Count the lines in the entries below that mention the string "head", then write that number by itself.

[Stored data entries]
· · · · · · ·

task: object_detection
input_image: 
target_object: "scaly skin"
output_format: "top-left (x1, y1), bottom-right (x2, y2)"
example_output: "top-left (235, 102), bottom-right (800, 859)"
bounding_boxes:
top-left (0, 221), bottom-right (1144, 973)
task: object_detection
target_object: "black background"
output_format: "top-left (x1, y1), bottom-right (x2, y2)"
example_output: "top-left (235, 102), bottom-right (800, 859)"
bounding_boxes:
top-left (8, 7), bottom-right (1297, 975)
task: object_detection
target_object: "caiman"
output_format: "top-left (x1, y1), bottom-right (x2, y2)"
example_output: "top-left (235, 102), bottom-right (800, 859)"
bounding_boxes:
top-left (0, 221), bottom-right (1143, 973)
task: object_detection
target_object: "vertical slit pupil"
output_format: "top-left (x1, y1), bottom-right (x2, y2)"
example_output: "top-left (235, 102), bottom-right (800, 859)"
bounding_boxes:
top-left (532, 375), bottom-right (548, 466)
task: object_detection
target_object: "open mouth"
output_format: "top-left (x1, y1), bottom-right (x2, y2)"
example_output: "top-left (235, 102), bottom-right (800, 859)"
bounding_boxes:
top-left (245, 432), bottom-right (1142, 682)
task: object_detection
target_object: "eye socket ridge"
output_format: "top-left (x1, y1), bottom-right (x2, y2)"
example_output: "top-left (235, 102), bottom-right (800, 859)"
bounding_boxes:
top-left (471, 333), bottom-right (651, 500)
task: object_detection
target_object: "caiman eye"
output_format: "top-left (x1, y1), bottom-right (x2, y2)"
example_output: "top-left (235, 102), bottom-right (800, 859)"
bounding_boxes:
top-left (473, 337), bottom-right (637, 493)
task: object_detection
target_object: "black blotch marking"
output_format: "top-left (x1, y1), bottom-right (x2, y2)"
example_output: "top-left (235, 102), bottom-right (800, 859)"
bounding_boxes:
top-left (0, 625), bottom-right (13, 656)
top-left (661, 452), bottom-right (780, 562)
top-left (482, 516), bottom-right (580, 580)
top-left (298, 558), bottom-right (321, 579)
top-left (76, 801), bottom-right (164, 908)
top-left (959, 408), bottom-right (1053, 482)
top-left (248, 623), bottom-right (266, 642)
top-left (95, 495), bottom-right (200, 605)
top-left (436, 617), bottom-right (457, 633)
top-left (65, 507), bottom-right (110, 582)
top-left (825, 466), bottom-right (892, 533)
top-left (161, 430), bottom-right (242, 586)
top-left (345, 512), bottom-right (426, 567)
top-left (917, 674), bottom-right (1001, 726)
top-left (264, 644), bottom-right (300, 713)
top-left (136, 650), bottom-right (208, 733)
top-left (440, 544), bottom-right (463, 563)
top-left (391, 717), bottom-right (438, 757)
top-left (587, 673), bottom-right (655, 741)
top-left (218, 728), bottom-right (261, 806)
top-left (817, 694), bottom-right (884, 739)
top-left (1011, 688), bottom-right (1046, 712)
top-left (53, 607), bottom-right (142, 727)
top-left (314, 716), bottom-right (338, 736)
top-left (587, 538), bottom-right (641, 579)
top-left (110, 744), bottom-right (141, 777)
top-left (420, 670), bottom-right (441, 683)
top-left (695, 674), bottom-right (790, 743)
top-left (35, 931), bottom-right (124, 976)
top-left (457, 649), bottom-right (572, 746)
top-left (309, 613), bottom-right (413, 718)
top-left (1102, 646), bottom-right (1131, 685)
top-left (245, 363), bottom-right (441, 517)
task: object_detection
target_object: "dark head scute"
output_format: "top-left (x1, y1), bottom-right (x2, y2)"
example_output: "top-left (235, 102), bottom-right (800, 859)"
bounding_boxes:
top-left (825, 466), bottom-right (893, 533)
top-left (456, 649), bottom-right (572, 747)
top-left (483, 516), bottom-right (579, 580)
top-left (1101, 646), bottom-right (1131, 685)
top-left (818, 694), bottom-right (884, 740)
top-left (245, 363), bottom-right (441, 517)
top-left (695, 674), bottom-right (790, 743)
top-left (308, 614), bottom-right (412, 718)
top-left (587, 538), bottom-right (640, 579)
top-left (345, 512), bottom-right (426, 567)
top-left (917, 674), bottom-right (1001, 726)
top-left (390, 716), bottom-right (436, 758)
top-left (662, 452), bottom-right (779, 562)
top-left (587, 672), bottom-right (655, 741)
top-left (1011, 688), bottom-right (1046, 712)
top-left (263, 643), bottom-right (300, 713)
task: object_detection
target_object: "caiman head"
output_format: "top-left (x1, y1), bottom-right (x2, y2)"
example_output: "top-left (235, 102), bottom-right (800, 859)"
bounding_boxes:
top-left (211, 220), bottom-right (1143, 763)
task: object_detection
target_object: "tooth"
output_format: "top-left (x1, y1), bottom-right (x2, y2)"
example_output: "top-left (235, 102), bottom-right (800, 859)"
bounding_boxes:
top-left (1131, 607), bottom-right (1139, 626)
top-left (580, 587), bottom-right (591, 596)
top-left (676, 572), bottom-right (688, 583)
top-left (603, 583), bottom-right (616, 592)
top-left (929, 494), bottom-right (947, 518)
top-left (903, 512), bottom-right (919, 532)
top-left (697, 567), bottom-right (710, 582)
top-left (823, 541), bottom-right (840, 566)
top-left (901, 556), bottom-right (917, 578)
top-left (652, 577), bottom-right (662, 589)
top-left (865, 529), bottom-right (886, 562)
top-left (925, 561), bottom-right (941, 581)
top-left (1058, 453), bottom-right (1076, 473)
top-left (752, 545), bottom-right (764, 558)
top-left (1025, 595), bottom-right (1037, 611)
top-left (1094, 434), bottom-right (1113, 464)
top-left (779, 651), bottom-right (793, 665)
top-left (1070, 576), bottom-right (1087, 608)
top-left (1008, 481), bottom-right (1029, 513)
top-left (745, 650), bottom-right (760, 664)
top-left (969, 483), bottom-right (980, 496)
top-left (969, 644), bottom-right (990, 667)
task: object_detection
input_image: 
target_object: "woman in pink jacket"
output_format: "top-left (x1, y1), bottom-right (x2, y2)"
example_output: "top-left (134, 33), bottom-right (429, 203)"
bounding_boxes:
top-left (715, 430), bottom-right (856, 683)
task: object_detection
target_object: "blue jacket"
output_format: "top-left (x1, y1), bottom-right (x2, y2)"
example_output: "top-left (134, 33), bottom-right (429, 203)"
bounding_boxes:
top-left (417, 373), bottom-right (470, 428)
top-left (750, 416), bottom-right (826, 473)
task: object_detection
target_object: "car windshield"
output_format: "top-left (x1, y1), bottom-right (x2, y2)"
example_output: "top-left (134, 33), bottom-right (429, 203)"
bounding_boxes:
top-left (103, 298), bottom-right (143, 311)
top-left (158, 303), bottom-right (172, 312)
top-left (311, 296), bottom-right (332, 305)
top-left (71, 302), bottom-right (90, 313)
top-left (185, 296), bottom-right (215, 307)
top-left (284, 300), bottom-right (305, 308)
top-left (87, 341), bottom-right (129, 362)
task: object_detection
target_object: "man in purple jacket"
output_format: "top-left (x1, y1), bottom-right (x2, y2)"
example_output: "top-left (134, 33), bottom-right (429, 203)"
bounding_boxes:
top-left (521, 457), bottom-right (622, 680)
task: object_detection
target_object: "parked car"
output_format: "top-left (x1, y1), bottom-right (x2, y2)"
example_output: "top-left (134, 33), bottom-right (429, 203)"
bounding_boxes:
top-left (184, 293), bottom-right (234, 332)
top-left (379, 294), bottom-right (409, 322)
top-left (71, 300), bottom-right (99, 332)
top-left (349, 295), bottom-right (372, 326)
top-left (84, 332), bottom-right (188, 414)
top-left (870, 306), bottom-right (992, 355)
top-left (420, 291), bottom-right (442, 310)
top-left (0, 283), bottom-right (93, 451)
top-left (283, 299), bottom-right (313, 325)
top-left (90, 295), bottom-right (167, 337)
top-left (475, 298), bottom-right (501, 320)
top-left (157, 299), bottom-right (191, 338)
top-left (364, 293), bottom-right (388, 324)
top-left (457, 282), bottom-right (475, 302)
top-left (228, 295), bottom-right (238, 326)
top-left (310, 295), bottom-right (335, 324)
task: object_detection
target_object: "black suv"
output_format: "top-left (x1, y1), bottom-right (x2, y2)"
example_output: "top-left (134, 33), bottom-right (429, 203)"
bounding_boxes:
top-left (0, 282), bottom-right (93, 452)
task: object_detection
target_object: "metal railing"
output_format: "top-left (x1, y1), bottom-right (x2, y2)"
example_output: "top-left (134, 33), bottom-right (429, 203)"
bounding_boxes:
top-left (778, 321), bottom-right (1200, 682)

· · · · · · ·

◆ EXERCISE SOLUTION:
2